• _Exercise instructions_: You are asked to reproduce the listing exactly and to omit its pictures.

** Opening Data supplied block **

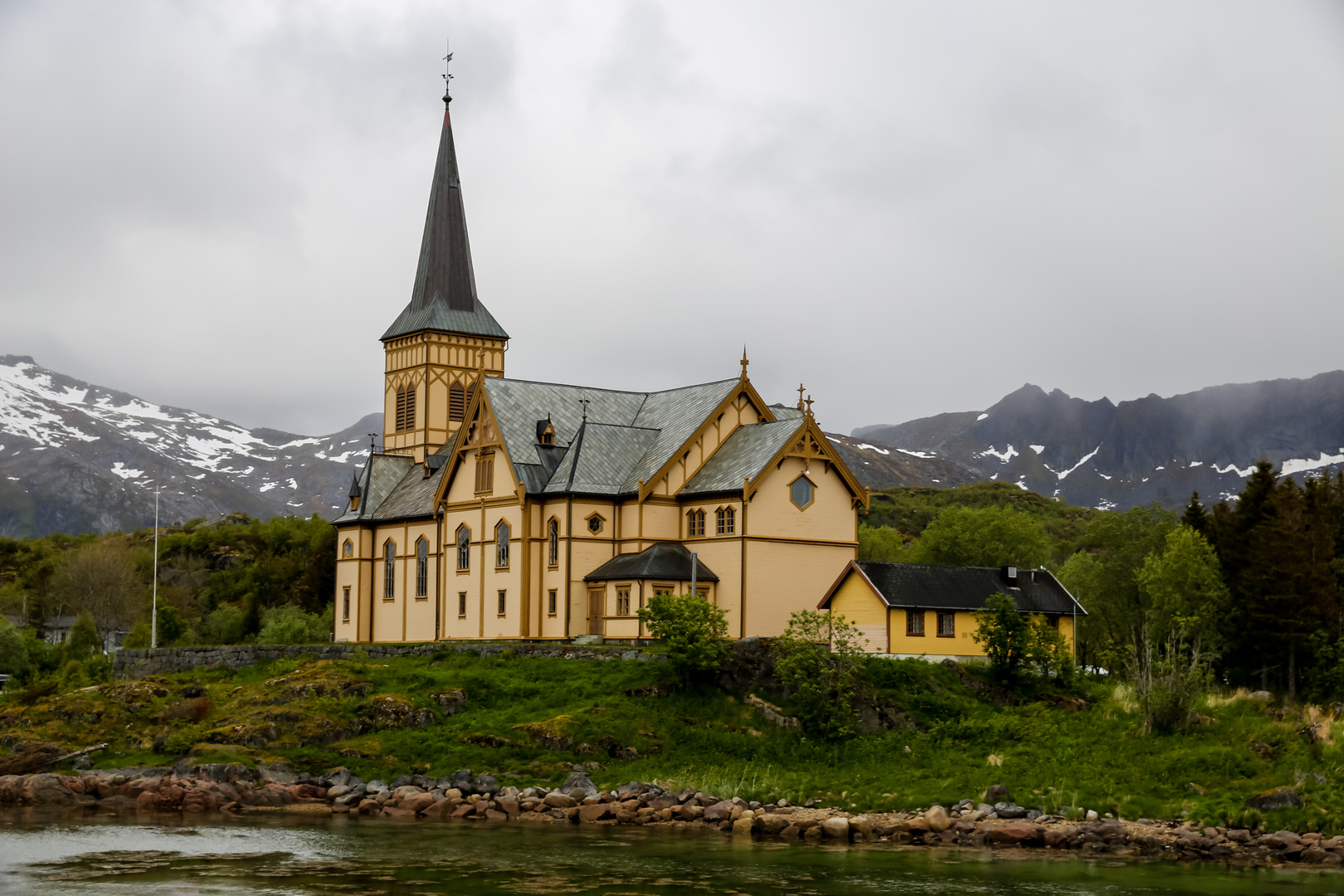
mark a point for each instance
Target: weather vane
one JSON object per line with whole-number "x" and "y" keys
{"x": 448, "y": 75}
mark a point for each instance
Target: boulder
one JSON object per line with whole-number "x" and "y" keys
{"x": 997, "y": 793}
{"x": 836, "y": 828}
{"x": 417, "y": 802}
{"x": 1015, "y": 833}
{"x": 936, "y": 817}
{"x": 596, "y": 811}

** Closing Data supplied block **

• _Exercise answer_:
mark a point for each instance
Target: weather vane
one JSON object per line with whole-number "x" and "y" keys
{"x": 448, "y": 75}
mark a point for each instance
Target: boulder
one JSON object per line with whole-number "x" and "y" keys
{"x": 997, "y": 793}
{"x": 836, "y": 828}
{"x": 417, "y": 802}
{"x": 1015, "y": 833}
{"x": 936, "y": 817}
{"x": 596, "y": 811}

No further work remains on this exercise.